Selected extract:
FDA: Controversial stenting treatment for MS may endanger patients
Some researchers believe that CCSVI, which is characterized by stenosis of veins in the neck and chest, may cause multiple sclerosis (MS) or may contribute to the progression of the disease by impairing blood drainage from the brain and upper spinal cord. However, studies exploring a link between MS and CCSVI are inconclusive, and the criteria used to diagnose CCSVI have not been adequately established.
“Because there is no reliable evidence from controlled clinical trials that this procedure is effective in treating MS, FDA encourages rigorously-conducted, properly-targeted research to evaluate the relationship between CCSVI and MS,” William Maisel, MD, MPH, chief scientist and deputy director for science in the FDA’s Center for Devices and Radiological Health, said in a statement.
“The Society of Interventional Radiology (SIR) agrees with the FDA that well designed, rigorously conducted, properly targeted clinical trials need to be performed to better evaluate the role of CCSVI in the care of MS patients,” Marshall E. Hicks, MD, head, division of diagnostic imaging at MD Anderson Cancer Center and president of SIR, wrote in an email to Health Imaging.
SIR issued a position statement in 2011 supporting high-quality clinical research to determine the safety and effectiveness of interventional MS treatments. Meanwhile patient advocacy has fueled demand for the procedure among patients with MS, with physicians providing the treatment for patients who prefer not to wait until definitive trials are completed.
“The studies that have been reported to date, including the studies reported at the SIR meeting, have been single center retrospective series which have highlighted the potential for this treatment to improve the quality of life in patients with MS. These are the types of studies which must first be performed and reported on in order to build an initial understanding of the procedure and the entity being treated. These initial studies are also able to highlight the potential safety issues that may be encountered with these procedures. Most of the studies published or presented to date have seen little risk for significant complications in association with this procedure. However, scattered significant complications have been reported and we agree that patients should be made aware of these risks when considering this procedure,” Hicks noted.

Listed entries:

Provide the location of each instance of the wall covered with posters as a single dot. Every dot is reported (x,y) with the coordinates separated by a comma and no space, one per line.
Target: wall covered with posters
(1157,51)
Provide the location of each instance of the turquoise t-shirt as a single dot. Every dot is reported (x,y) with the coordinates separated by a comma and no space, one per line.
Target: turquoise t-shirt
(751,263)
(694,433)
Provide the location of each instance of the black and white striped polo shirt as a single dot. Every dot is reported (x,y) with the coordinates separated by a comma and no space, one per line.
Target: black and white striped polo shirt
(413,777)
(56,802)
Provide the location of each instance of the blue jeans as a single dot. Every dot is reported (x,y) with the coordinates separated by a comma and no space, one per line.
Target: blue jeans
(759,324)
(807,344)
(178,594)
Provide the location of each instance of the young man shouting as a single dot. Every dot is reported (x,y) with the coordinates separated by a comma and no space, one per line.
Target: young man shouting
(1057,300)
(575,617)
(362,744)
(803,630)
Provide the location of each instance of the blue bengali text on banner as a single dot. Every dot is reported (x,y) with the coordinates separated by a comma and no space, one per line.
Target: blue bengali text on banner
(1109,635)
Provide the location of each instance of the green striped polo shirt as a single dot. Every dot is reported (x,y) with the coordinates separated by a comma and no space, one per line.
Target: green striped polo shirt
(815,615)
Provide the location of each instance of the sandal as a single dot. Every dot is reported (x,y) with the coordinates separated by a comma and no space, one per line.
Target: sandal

Task requirements:
- 1) Retype the stretch of the MS stenting article from "FDA: Controversial stenting" through "been adequately established.".
- 2) According to Hicks in the MS stenting article, what three qualities should clinical trials have in order to better evaluate the role of CCSVI in the care of MS patients?
- 3) Translate this sentence from the MS stenting article into Spanish: "SIR issued a position statement in 2011 supporting high-quality clinical research to determine the safety and effectiveness of interventional MS treatments."

Responses by task:
- 1)
FDA: Controversial stenting treatment for MS may endanger patients
Some researchers believe that CCSVI, which is characterized by stenosis of veins in the neck and chest, may cause multiple sclerosis (MS) or may contribute to the progression of the disease by impairing blood drainage from the brain and upper spinal cord. However, studies exploring a link between MS and CCSVI are inconclusive, and the criteria used to diagnose CCSVI have not been adequately established.

- 2)
- Well designed
- Rigorously conducted
- Properly targeted

- 3) La SIR emitió en 2011 una declaración de posición que respaldaba la investigación clínica de alta calidad para determinar la seguridad y la eficacia de los tratamientos intervencionistas para la EM.